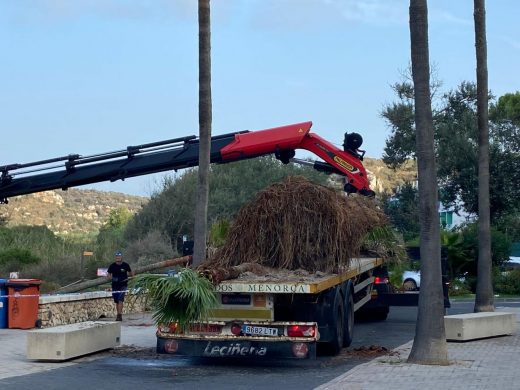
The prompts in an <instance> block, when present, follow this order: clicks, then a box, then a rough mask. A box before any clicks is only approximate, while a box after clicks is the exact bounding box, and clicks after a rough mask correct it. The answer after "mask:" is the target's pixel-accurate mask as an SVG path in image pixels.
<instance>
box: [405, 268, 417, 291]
mask: <svg viewBox="0 0 520 390" xmlns="http://www.w3.org/2000/svg"><path fill="white" fill-rule="evenodd" d="M402 280H403V290H405V291H417V290H419V288H420V287H421V272H420V271H404V272H403V277H402Z"/></svg>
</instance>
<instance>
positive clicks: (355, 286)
mask: <svg viewBox="0 0 520 390" xmlns="http://www.w3.org/2000/svg"><path fill="white" fill-rule="evenodd" d="M390 292H391V290H390V286H389V284H388V274H387V272H386V268H385V261H384V259H382V258H377V257H362V258H355V259H351V261H350V265H349V266H348V268H346V269H344V270H342V271H341V272H338V273H335V274H318V275H301V274H298V273H297V272H295V273H292V274H287V273H284V274H283V276H281V277H275V276H272V277H271V278H269V277H268V278H260V279H259V278H257V277H255V276H254V275H248V276H245V277H243V278H239V279H233V280H227V281H222V282H221V283H219V284H218V285H217V286H216V294H217V298H218V307H217V308H215V309H214V310H213V311H212V312H211V314H210V318H209V319H208V320H207V321H203V322H197V323H192V324H191V325H190V326H189V327H188V328H186V329H179V328H178V325H177V324H176V323H173V324H167V325H160V326H159V327H158V330H157V352H158V353H161V354H172V355H181V356H197V357H211V358H221V357H247V358H253V359H262V358H277V359H278V358H293V359H315V358H316V352H317V348H318V344H320V345H321V346H322V347H323V350H324V351H326V352H329V353H331V354H337V353H339V352H340V350H341V349H342V348H343V347H348V346H349V345H350V344H351V342H352V339H353V335H354V314H355V312H357V311H359V310H361V309H362V308H363V309H364V310H365V311H368V312H371V313H372V314H374V315H375V317H374V318H377V319H385V318H386V315H387V314H388V310H389V306H388V304H387V303H386V302H385V301H384V300H382V299H379V297H378V296H379V295H381V296H382V295H384V294H388V293H390Z"/></svg>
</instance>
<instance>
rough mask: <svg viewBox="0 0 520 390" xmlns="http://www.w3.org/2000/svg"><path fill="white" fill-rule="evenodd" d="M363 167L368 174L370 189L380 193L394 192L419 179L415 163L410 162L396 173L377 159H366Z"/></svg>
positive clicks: (414, 162) (401, 168) (378, 159)
mask: <svg viewBox="0 0 520 390" xmlns="http://www.w3.org/2000/svg"><path fill="white" fill-rule="evenodd" d="M363 165H364V166H365V169H366V170H367V173H368V177H369V180H370V187H371V188H372V189H373V190H374V191H375V192H378V193H381V192H392V191H393V190H394V189H395V188H396V187H398V186H401V185H403V184H404V183H406V182H413V181H415V180H416V179H417V164H416V163H415V161H411V160H410V161H408V162H407V163H405V164H404V165H403V166H402V167H401V168H400V169H398V170H395V171H394V170H393V169H390V168H388V167H387V166H386V165H385V164H384V163H383V161H382V160H379V159H375V158H369V157H365V159H364V160H363Z"/></svg>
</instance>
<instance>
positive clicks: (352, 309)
mask: <svg viewBox="0 0 520 390" xmlns="http://www.w3.org/2000/svg"><path fill="white" fill-rule="evenodd" d="M345 293H346V294H347V296H346V297H345V320H344V323H345V325H344V332H343V347H348V346H350V344H352V339H353V338H354V297H353V296H352V289H351V288H350V286H348V287H347V289H346V292H345Z"/></svg>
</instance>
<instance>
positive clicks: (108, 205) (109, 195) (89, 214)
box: [0, 158, 416, 234]
mask: <svg viewBox="0 0 520 390" xmlns="http://www.w3.org/2000/svg"><path fill="white" fill-rule="evenodd" d="M363 163H364V165H365V168H366V169H367V171H368V175H369V179H370V185H371V187H372V189H374V191H376V192H378V193H381V192H384V191H386V192H390V191H392V189H394V188H395V187H397V186H399V185H402V184H403V183H404V182H406V181H414V180H415V178H416V168H415V163H412V162H410V163H408V164H406V165H405V167H403V169H400V170H398V171H393V170H391V169H389V168H387V167H386V166H385V165H384V163H383V162H382V161H381V160H378V159H372V158H365V159H364V161H363ZM147 201H148V198H145V197H139V196H132V195H127V194H122V193H118V192H104V191H95V190H83V189H69V190H68V191H60V190H57V191H46V192H41V193H36V194H31V195H24V196H19V197H15V198H12V199H11V200H10V201H9V204H7V205H0V218H1V217H3V218H5V219H7V221H8V226H17V225H37V226H41V225H46V226H47V227H48V228H49V229H50V230H52V231H53V232H55V233H58V234H76V233H86V232H93V231H97V230H98V229H99V228H100V227H101V226H102V225H103V223H104V222H105V221H106V220H107V218H108V216H109V214H110V211H111V210H113V209H116V208H118V207H126V208H128V210H130V211H131V212H133V213H135V212H137V211H138V210H139V209H140V208H141V207H142V206H143V205H144V204H146V202H147Z"/></svg>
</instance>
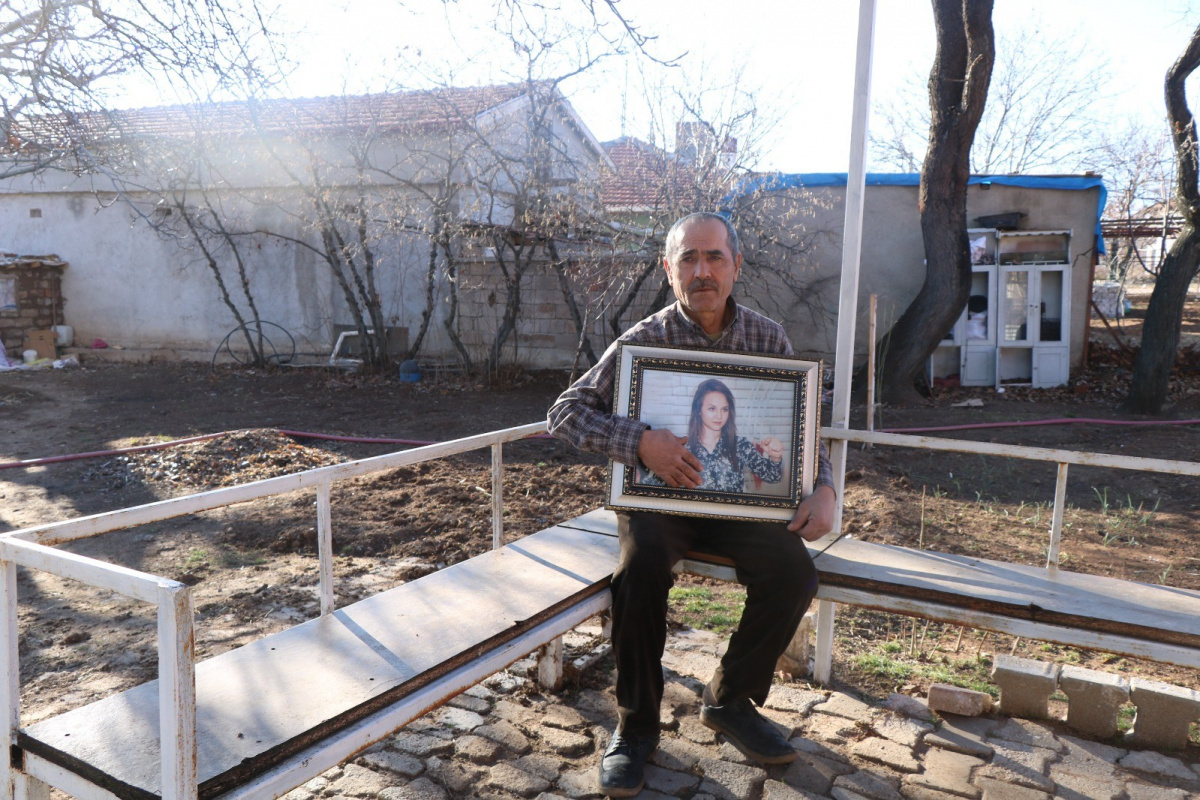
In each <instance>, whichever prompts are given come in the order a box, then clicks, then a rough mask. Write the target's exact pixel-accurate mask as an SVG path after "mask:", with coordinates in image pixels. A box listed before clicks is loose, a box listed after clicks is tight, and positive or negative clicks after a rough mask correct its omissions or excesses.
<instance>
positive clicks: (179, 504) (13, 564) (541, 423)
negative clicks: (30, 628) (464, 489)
mask: <svg viewBox="0 0 1200 800" xmlns="http://www.w3.org/2000/svg"><path fill="white" fill-rule="evenodd" d="M545 429H546V426H545V423H544V422H534V423H530V425H524V426H520V427H515V428H506V429H504V431H494V432H491V433H482V434H479V435H474V437H466V438H463V439H454V440H451V441H444V443H438V444H433V445H426V446H424V447H414V449H413V450H404V451H400V452H392V453H386V455H384V456H376V457H373V458H362V459H359V461H352V462H346V463H342V464H334V465H331V467H322V468H318V469H312V470H308V471H305V473H296V474H294V475H283V476H280V477H270V479H265V480H262V481H256V482H253V483H244V485H240V486H232V487H228V488H221V489H212V491H211V492H203V493H199V494H191V495H186V497H181V498H173V499H170V500H161V501H158V503H150V504H146V505H142V506H134V507H132V509H121V510H119V511H109V512H106V513H98V515H92V516H89V517H79V518H77V519H67V521H64V522H56V523H49V524H44V525H34V527H31V528H24V529H20V530H14V531H11V533H7V534H4V535H0V603H2V606H4V608H2V614H4V618H2V620H0V654H4V655H2V657H4V658H5V662H4V667H5V669H6V676H5V679H4V680H0V715H2V722H0V778H2V780H4V786H5V789H4V796H6V798H11V796H12V793H13V790H14V786H16V783H17V780H16V777H14V774H13V769H12V768H13V764H12V753H13V748H12V746H13V745H14V744H16V740H17V732H18V730H19V728H20V682H19V675H20V654H19V650H18V628H17V566H18V565H20V566H24V567H28V569H35V570H41V571H43V572H49V573H52V575H56V576H60V577H64V578H71V579H74V581H79V582H82V583H84V584H86V585H90V587H96V588H101V589H108V590H112V591H115V593H118V594H121V595H125V596H128V597H132V599H134V600H140V601H144V602H148V603H154V604H155V606H156V607H157V610H158V724H160V732H161V734H160V738H161V748H162V800H184V799H188V798H196V796H197V790H198V782H197V741H196V648H194V634H193V627H192V620H193V609H192V593H191V589H190V588H188V587H187V585H186V584H182V583H180V582H178V581H170V579H167V578H161V577H157V576H152V575H149V573H145V572H139V571H137V570H130V569H127V567H122V566H118V565H114V564H108V563H104V561H100V560H96V559H91V558H88V557H84V555H78V554H74V553H67V552H65V551H60V549H56V548H54V547H52V546H53V545H56V543H60V542H67V541H74V540H77V539H86V537H89V536H96V535H98V534H104V533H109V531H113V530H121V529H125V528H133V527H136V525H143V524H146V523H151V522H161V521H164V519H172V518H174V517H180V516H184V515H191V513H197V512H200V511H210V510H212V509H220V507H224V506H229V505H235V504H239V503H246V501H247V500H257V499H260V498H266V497H271V495H276V494H283V493H286V492H294V491H296V489H305V488H313V489H316V492H317V542H318V545H317V551H318V558H319V561H320V567H319V583H320V613H322V614H323V615H324V614H330V613H332V612H334V610H335V607H336V600H335V596H334V546H332V542H334V537H332V515H331V509H330V489H331V486H332V485H334V482H336V481H344V480H348V479H352V477H359V476H361V475H370V474H371V473H378V471H380V470H385V469H395V468H397V467H408V465H412V464H418V463H421V462H425V461H433V459H436V458H444V457H448V456H456V455H460V453H464V452H470V451H473V450H480V449H482V447H491V450H492V547H493V548H498V547H500V545H502V542H503V539H504V509H503V497H502V491H500V489H502V486H503V480H504V479H503V469H504V467H503V462H502V458H503V445H504V443H505V441H516V440H520V439H526V438H529V437H532V435H536V434H539V433H544V432H545Z"/></svg>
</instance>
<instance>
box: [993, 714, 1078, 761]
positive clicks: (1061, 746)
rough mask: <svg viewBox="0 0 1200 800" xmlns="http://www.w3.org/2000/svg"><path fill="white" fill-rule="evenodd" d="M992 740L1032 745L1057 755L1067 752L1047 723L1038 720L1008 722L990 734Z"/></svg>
mask: <svg viewBox="0 0 1200 800" xmlns="http://www.w3.org/2000/svg"><path fill="white" fill-rule="evenodd" d="M988 735H989V736H990V738H991V739H1002V740H1004V741H1013V742H1016V744H1019V745H1030V746H1032V747H1040V748H1042V750H1051V751H1054V752H1056V753H1061V752H1066V750H1067V746H1066V745H1064V744H1063V742H1062V741H1061V740H1060V739H1058V735H1057V734H1056V733H1055V730H1054V728H1051V727H1050V726H1049V724H1048V723H1045V722H1038V721H1036V720H1006V721H1004V722H1003V724H1000V726H997V727H996V728H995V729H992V732H991V733H989V734H988Z"/></svg>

● Assigned task
Find every line in the records that contains the string "positive", matching case exactly, and copy each of those lines.

● The answer
positive clicks: (355, 286)
positive clicks: (414, 162) (401, 168) (378, 159)
positive clicks: (352, 309)
positive clicks: (108, 205) (109, 195) (89, 214)
In each <instance>, whichever prompts are given come in the order a box, then clicks, then a rough mask. Write the target's exact pixel-accurate mask as an SVG path after "mask:", with coordinates in image pixels. A box listed before clicks is loose, a box listed after clicks is tight, and positive or negative clicks after a rough mask correct its omissions or excesses.
positive clicks: (179, 504) (13, 564) (541, 423)
positive clicks: (1061, 746)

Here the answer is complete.